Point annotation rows
_ _ _

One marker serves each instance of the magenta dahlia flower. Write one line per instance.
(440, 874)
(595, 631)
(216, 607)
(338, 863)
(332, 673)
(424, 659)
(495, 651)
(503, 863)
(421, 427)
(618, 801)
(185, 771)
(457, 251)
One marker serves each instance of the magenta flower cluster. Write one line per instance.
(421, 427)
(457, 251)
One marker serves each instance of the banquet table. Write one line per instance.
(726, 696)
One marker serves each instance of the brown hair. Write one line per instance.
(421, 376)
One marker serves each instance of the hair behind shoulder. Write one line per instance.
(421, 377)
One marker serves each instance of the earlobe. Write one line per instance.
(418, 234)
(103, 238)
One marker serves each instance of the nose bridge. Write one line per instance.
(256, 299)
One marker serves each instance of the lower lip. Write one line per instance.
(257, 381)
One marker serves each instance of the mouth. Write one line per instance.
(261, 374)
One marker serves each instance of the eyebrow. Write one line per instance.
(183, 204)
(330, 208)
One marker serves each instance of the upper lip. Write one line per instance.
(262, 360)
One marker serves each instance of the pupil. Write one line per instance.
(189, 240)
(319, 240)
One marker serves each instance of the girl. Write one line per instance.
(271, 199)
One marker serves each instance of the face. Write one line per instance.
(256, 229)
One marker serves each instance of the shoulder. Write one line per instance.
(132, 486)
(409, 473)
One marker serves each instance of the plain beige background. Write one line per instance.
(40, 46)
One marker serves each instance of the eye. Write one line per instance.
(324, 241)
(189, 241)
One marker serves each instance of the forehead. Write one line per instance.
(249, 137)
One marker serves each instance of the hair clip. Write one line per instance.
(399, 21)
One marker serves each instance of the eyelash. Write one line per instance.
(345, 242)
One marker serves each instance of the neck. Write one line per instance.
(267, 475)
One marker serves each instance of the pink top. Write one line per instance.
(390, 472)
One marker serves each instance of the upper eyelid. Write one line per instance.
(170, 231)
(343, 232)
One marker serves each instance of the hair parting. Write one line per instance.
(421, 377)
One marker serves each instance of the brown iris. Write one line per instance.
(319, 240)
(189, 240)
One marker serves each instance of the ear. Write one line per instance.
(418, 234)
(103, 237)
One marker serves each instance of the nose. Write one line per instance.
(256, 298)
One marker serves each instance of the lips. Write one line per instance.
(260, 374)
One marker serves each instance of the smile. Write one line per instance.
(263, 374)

_ _ _

◆ Exercise details: Reproduce without alteration the rows starting at the line that contains "One marker serves each instance of the upper eyelid." and ending with the last row above, both included.

◆ The result:
One marker serves each instance of the upper eyelid. Write one line per instance.
(170, 231)
(343, 232)
One marker serves each instance of the hair parting. Write one line per instance.
(421, 377)
One marker serves each instance of the brown iris. Write one line per instance.
(319, 240)
(189, 240)
One marker serves each instance of the ear. Write one line per instance.
(418, 234)
(103, 237)
One marker serves each instance of the nose. Write one line per instance.
(256, 298)
One marker serves each instance of the lips. Write one line per instance.
(260, 374)
One marker serves each instance of the smile. Write one line per instance.
(263, 374)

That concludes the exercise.